[start Dataset records]
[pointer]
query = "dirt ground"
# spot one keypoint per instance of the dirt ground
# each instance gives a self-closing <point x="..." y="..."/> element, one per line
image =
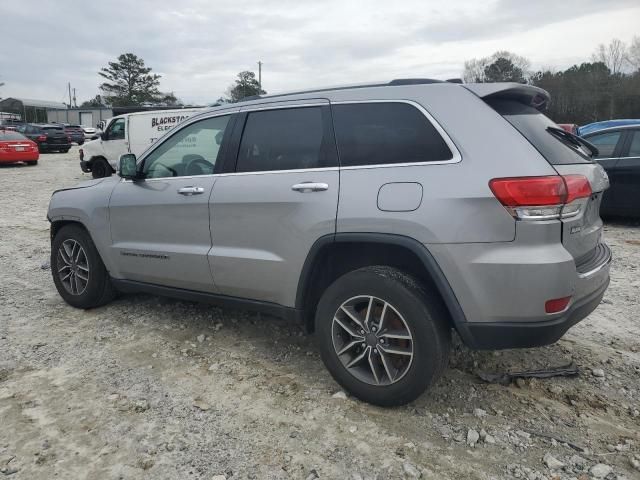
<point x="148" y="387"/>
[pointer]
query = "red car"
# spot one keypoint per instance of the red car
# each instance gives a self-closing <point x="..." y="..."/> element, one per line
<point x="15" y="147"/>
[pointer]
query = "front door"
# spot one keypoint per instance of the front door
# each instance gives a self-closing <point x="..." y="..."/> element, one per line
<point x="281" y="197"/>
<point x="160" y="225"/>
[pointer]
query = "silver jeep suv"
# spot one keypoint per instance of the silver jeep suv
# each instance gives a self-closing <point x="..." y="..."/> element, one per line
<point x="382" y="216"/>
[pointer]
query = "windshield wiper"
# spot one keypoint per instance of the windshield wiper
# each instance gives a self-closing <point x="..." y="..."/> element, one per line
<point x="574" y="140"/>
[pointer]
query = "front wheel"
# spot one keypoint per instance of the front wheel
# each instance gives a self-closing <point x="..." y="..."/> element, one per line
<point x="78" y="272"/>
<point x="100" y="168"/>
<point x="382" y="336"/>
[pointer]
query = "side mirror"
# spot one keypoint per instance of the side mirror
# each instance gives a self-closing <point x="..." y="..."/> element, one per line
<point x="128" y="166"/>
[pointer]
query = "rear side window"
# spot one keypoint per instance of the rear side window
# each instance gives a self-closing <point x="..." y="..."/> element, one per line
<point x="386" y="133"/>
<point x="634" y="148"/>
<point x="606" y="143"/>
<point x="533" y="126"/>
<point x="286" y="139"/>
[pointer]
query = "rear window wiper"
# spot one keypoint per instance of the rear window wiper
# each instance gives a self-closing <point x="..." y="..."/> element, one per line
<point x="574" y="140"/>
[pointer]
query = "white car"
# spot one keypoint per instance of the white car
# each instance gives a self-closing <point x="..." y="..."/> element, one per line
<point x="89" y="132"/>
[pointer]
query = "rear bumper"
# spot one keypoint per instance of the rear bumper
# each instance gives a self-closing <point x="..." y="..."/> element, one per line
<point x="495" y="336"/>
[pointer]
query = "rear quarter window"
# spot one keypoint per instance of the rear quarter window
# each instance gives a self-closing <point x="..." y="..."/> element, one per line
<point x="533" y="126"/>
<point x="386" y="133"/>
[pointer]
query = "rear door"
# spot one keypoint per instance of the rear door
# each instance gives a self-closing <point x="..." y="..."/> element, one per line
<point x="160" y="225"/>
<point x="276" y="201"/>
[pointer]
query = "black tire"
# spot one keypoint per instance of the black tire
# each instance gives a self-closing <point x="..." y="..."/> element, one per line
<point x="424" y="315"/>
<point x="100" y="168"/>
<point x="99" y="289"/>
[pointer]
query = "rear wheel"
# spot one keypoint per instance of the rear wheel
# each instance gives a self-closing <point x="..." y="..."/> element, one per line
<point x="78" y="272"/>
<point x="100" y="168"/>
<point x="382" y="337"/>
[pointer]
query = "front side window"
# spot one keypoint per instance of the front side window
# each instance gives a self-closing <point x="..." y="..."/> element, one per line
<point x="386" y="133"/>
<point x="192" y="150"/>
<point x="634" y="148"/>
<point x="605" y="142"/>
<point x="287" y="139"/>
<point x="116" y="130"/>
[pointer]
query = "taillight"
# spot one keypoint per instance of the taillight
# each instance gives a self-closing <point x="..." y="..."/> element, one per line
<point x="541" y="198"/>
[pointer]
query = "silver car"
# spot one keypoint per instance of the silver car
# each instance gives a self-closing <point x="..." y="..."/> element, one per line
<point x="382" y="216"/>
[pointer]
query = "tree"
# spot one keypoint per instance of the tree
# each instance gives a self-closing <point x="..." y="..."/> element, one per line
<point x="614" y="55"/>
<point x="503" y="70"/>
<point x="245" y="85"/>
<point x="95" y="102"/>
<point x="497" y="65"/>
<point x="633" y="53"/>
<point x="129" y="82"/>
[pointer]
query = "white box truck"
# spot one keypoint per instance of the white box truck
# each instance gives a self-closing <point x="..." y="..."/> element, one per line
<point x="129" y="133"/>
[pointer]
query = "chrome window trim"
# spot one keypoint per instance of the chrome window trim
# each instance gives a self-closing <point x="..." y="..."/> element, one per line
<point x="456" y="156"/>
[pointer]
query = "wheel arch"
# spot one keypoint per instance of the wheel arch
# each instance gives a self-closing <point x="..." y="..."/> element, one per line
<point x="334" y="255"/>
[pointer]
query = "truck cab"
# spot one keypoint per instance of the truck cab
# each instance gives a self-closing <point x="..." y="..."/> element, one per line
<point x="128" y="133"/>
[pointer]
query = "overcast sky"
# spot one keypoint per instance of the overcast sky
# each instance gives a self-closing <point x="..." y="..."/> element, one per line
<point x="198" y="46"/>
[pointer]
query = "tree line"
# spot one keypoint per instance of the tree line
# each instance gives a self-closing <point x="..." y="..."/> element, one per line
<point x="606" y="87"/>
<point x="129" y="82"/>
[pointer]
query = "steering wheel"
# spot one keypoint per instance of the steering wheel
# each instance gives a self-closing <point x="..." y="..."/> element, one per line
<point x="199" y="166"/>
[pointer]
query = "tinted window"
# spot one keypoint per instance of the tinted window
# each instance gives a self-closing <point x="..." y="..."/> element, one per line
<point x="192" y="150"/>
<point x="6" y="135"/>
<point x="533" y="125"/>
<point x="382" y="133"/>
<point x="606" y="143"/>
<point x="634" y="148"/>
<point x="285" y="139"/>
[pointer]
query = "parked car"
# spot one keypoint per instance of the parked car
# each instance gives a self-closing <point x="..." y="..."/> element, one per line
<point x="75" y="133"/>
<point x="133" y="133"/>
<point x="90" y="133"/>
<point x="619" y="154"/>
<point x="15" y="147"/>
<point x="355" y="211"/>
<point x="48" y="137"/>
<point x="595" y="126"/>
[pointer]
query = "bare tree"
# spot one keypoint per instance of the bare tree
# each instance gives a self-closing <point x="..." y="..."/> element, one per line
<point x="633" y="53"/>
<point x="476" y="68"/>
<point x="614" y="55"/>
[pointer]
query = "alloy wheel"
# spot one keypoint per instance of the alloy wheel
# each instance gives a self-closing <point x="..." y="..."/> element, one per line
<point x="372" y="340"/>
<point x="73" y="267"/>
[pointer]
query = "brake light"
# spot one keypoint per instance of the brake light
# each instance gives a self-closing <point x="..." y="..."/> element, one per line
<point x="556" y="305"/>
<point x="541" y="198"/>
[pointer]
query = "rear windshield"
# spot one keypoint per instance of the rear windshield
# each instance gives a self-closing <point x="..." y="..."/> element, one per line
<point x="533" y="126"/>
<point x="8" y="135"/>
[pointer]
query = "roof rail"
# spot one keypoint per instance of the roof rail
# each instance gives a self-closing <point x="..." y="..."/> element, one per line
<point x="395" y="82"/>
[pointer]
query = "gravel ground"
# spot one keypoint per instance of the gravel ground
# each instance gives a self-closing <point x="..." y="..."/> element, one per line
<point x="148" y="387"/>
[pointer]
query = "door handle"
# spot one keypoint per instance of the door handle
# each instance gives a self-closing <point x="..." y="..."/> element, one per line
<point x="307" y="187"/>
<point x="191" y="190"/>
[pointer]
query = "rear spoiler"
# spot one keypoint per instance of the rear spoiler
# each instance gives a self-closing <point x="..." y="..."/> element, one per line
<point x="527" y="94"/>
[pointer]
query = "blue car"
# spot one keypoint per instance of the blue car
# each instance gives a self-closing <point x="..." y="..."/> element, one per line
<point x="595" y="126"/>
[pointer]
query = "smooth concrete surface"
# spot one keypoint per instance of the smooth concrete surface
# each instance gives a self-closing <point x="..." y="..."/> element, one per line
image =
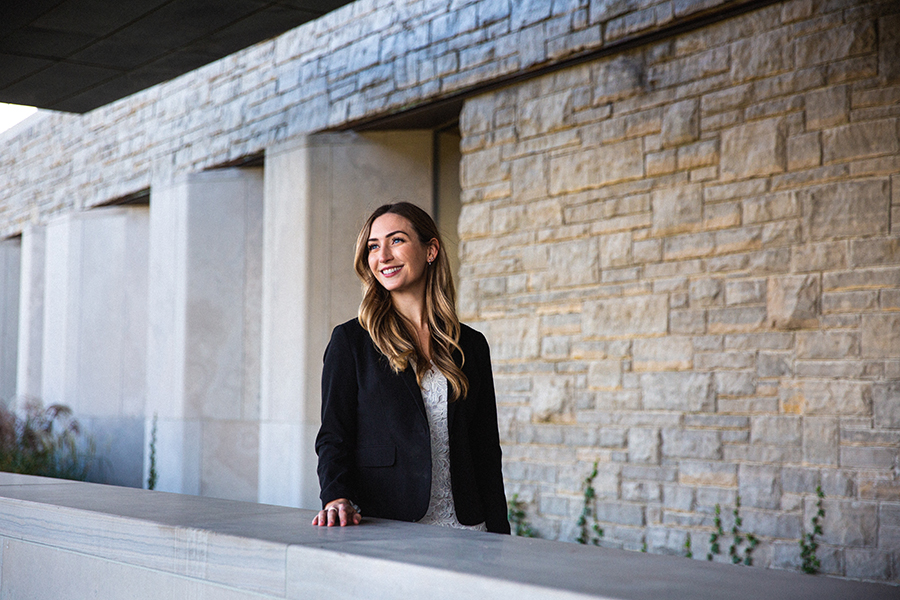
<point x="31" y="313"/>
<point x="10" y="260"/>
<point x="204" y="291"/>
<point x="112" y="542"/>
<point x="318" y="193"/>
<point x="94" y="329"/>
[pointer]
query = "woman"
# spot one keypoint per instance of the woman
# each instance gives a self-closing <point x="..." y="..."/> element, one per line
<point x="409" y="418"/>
[end Dataset records]
• _What this task involves_: Locate each line in the entries above that contains the string "tree", matching case exactly, and copy those lines out in full.

• _Problem solution_:
query = "tree"
# spot one keypoint per instance of the tree
query = "tree line"
# spot one keypoint per instance of the tree line
query = "bare tree"
# spot one keypoint per instance of the bare tree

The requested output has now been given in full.